EXTRACTED INFORMATION →
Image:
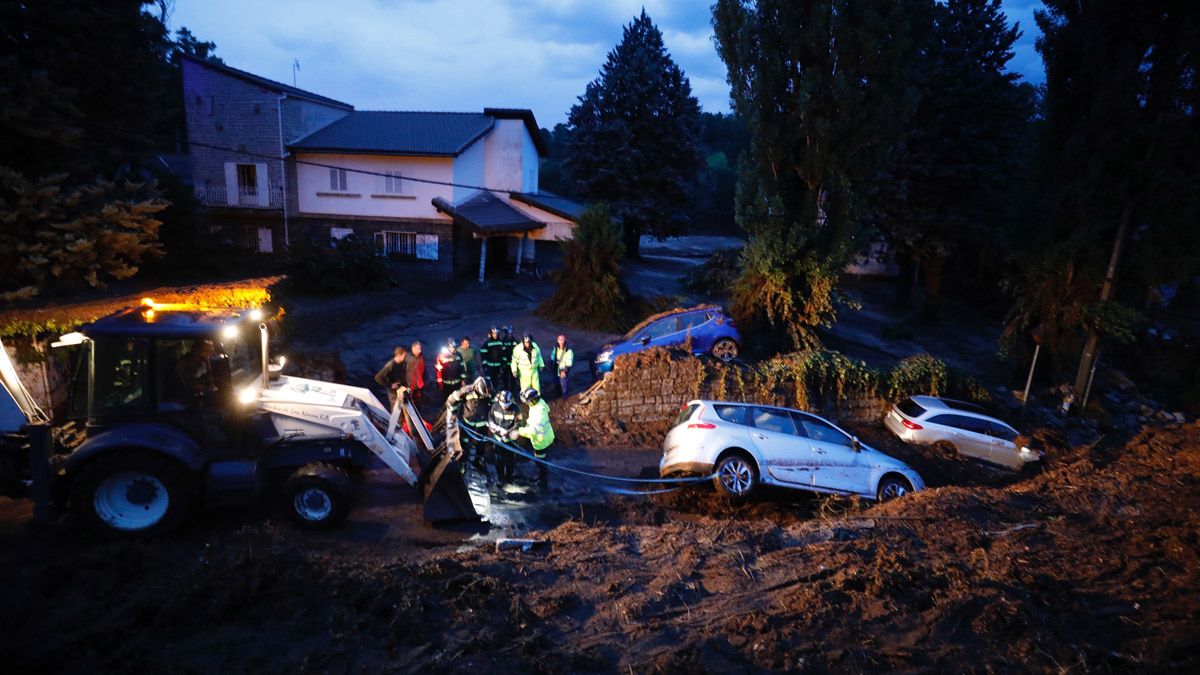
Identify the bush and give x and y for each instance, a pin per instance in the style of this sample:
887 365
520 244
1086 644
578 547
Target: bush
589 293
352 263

---

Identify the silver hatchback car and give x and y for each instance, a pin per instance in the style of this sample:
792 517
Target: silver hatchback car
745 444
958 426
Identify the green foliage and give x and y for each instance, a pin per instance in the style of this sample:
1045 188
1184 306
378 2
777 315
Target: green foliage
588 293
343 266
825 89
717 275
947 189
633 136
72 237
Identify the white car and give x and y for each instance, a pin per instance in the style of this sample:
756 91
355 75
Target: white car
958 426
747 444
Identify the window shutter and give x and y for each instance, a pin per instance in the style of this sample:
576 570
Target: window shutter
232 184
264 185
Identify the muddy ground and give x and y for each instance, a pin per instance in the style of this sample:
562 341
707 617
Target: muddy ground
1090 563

...

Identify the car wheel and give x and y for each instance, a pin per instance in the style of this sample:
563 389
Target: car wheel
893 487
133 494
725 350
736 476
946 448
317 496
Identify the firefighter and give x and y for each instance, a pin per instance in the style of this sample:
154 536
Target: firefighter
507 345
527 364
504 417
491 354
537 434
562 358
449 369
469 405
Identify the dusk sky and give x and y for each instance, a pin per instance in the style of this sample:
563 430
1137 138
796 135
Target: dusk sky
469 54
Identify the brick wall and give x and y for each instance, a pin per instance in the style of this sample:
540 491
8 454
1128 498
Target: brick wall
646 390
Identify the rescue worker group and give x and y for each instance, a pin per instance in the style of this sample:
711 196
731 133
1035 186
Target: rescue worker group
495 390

WHAT YOU ARE ASKED TO DO → Pull out every line in the records that contains the word "green".

THE ANSWER →
Identify the green foliage and give x and y for each instance, a pin per instance in the style of this sample:
Target: green foliage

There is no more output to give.